** TASK **
Reproduce exactly, and nothing but, the lines between the one with "Annotate the blue sky" and the end of the entries, both ends included.

Extracted data entries
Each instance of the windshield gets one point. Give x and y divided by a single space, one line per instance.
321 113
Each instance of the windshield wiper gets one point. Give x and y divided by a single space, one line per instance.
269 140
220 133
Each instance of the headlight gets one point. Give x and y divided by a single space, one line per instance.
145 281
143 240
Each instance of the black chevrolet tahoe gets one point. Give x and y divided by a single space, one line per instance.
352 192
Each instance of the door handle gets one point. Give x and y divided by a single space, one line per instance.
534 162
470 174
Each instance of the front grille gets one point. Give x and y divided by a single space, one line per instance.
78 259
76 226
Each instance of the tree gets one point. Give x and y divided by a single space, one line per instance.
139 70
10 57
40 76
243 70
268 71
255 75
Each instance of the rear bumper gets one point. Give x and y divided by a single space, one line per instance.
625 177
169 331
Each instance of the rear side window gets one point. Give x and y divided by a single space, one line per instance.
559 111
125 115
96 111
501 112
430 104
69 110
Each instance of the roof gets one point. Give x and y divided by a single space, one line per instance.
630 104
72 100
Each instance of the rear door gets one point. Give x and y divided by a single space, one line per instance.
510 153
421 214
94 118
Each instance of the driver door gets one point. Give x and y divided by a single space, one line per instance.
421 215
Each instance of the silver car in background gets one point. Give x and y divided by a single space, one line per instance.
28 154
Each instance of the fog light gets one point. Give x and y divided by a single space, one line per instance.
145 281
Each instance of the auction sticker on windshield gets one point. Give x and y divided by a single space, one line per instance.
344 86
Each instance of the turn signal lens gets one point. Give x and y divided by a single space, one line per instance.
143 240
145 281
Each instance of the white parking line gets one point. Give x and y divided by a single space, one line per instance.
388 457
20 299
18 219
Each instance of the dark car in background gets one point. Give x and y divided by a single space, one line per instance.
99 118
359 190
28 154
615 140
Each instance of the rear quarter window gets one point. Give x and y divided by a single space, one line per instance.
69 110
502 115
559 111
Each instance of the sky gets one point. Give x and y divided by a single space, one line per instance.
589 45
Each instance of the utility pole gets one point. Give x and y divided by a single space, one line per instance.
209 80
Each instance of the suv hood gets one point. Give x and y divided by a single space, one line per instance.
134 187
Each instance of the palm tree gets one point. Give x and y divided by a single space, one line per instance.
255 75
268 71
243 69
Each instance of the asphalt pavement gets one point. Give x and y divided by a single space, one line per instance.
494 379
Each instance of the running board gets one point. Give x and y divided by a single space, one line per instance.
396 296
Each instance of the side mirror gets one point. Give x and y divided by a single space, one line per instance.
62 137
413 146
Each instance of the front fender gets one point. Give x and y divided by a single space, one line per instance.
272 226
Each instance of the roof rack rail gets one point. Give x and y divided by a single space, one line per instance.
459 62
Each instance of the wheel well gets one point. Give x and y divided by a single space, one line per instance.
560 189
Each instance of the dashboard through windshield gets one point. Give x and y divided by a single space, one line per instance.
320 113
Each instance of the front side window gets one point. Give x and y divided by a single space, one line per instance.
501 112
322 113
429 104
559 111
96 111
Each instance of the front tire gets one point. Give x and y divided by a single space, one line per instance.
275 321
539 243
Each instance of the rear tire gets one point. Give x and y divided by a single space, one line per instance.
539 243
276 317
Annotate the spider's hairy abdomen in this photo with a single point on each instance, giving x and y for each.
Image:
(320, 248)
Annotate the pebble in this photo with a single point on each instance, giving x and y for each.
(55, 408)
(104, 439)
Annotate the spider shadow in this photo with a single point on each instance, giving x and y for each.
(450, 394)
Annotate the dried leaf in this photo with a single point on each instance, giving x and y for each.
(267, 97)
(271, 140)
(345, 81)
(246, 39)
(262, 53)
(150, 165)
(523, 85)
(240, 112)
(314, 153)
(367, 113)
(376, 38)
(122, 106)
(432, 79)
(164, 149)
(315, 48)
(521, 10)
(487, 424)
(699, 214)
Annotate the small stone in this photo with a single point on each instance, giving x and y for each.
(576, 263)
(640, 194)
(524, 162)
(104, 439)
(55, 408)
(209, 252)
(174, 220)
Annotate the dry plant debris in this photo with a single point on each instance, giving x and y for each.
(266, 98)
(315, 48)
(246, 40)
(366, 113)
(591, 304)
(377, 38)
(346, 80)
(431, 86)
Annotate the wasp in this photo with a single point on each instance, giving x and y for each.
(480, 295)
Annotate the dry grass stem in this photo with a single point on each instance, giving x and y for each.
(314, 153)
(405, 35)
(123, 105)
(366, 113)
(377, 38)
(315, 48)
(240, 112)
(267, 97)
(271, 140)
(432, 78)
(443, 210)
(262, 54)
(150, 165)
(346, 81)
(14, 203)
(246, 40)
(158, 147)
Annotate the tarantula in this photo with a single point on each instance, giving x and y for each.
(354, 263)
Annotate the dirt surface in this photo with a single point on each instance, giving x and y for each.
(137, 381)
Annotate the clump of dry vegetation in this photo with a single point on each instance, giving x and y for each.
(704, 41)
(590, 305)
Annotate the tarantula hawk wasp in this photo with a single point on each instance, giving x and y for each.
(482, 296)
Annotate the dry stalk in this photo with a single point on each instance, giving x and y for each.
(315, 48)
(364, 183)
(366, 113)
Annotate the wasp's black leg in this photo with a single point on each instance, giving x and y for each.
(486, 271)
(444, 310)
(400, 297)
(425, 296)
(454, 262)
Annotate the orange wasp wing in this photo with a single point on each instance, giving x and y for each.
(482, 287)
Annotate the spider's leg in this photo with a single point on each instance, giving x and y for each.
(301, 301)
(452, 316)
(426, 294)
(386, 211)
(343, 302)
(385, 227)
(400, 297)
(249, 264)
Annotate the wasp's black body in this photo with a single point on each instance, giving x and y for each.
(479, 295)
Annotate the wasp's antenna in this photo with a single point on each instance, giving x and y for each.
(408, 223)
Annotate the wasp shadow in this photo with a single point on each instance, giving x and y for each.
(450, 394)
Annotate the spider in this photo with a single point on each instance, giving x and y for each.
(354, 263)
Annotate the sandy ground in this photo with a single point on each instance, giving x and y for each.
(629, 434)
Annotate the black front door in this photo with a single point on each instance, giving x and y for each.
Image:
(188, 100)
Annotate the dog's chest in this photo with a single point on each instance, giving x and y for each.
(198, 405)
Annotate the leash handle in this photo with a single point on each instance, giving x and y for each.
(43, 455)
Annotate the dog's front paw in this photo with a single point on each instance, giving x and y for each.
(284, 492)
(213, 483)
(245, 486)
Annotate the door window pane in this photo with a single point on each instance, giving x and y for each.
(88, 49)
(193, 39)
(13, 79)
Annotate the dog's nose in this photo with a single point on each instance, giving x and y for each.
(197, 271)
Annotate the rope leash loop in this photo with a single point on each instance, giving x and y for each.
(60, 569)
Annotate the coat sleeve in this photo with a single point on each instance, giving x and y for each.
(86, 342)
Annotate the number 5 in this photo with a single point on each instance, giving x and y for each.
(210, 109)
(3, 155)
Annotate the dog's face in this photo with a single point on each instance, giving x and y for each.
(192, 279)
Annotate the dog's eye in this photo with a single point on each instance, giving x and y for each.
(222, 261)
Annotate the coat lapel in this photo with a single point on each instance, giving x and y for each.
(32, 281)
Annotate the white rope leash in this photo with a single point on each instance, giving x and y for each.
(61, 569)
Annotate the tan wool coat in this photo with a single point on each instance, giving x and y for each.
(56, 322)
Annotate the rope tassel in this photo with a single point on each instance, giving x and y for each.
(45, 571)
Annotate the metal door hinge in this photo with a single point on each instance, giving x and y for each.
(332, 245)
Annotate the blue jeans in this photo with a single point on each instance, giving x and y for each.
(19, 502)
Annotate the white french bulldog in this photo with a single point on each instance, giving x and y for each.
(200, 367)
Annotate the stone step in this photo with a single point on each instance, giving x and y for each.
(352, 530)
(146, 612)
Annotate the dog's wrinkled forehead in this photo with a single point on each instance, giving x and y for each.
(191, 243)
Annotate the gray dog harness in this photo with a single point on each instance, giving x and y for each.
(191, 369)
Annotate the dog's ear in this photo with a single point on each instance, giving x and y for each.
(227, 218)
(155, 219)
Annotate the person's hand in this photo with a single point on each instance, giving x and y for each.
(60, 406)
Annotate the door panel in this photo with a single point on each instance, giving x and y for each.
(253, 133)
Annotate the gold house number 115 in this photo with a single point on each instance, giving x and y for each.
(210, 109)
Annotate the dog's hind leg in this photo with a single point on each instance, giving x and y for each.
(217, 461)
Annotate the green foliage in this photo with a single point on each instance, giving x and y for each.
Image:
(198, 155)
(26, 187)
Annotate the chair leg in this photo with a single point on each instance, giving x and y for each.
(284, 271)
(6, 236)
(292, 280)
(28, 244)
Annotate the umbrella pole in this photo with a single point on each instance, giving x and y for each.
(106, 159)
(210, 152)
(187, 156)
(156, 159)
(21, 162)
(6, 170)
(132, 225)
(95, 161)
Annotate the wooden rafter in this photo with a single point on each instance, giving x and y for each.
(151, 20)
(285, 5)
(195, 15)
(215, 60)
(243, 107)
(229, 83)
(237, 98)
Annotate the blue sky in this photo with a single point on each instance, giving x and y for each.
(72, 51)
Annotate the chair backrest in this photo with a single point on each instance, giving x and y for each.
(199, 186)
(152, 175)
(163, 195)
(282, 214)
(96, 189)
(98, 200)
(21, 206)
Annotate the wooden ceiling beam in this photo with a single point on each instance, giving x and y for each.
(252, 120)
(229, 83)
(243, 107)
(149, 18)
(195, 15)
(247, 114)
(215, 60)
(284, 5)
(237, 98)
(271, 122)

** TASK RESULT **
Annotate the blue sky in this photo with a single point on each instance, giving x and y for each.
(72, 51)
Annotate the chair backrest in this photo with a single point on each instance, giving x and y for each.
(199, 186)
(152, 175)
(163, 195)
(282, 214)
(96, 189)
(98, 200)
(21, 206)
Annotate the wooden ceiling beam in this photo with a single point on each instance, giving x and y for each.
(252, 120)
(229, 83)
(243, 107)
(149, 18)
(195, 15)
(247, 114)
(215, 60)
(284, 5)
(237, 98)
(271, 122)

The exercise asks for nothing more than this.